# Paypal extends buyer dispute time limit to up to 180 days after purchase (in US)



## sundaymouse (Sep 28, 2014)

Not sure which forum this post belongs to best, feel free to move it if it suits better elsewhere.

From Paypal's mass email and policy update:



> We're increasing the time for buyers to file merchandise disputes (Item Not Received and Significantly Not as Described) from 45 days to 180 days.


However, intangible items are still not covered by buyer protection.





> Intangible items, including Digital Goods


----------



## drmike (Sep 28, 2014)

Considering how many purchases are services / digital goods, that's a whole lot of purchasing without protection.

Unsure why PayPal continues to fail to protect digital goods / service buyers.

The 180 day change I do believe was to comply with regulations in the EU.


----------



## MannDude (Sep 28, 2014)

Was 45 days too short? Legitimate question.


----------



## drmike (Sep 28, 2014)
+ + + +
Instructions:
A - How would you translate this sentence from the PayPal thread into French: "However, intangible items are still not covered by buyer protection."?
B - Do these statements agree with the PayPal thread? Answer yes or no for each, quoting the deciding words. (i) The time for buyers to file merchandise disputes is going from 45 days to 180 days. (ii) Digital goods now fall under buyer protection. (iii) drmike believes the 180-day change was made to comply with regulations in the EU.

Data listing:
+ + + +
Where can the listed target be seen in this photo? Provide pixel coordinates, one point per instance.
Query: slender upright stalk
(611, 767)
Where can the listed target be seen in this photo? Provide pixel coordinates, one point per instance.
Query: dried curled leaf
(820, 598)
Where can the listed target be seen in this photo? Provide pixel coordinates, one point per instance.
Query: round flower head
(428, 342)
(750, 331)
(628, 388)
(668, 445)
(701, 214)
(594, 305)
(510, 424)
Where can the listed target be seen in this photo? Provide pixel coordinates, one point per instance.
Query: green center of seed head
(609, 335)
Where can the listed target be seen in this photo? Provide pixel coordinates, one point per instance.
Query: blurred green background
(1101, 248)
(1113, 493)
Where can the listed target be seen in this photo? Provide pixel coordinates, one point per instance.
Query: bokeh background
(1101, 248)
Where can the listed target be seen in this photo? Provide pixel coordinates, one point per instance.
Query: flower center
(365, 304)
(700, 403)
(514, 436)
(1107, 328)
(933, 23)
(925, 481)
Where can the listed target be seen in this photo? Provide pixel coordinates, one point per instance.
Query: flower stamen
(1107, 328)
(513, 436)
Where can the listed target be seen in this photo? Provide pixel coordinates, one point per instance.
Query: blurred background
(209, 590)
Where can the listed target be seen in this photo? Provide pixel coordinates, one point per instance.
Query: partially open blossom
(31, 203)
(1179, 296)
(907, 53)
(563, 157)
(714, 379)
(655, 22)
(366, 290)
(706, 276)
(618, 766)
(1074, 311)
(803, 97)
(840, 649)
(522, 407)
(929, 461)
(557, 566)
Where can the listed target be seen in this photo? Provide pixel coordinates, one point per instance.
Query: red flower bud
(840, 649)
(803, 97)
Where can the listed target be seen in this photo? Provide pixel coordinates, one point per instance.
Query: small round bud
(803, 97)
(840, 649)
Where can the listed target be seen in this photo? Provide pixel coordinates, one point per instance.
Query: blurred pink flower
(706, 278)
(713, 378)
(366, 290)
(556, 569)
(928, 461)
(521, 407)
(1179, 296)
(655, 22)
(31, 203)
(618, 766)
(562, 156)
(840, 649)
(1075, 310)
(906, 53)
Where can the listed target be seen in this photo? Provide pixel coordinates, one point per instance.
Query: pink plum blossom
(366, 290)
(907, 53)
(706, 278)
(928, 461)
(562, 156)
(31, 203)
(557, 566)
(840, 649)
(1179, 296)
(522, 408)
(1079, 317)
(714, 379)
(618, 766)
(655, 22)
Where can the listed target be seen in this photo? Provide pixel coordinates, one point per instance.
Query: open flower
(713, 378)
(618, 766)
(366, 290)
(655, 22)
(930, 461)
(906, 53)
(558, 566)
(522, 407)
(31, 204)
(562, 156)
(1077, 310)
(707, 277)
+ + + +
Solutions to the problems:
A - Cependant, les biens immatériels ne sont toujours pas couverts par la protection des acheteurs.

B -
(i) Yes: "from 45 days to 180 days"
(ii) No: "intangible items are still not covered by buyer protection"
(iii) Yes: "The 180 day change I do believe was to comply with regulations in the EU."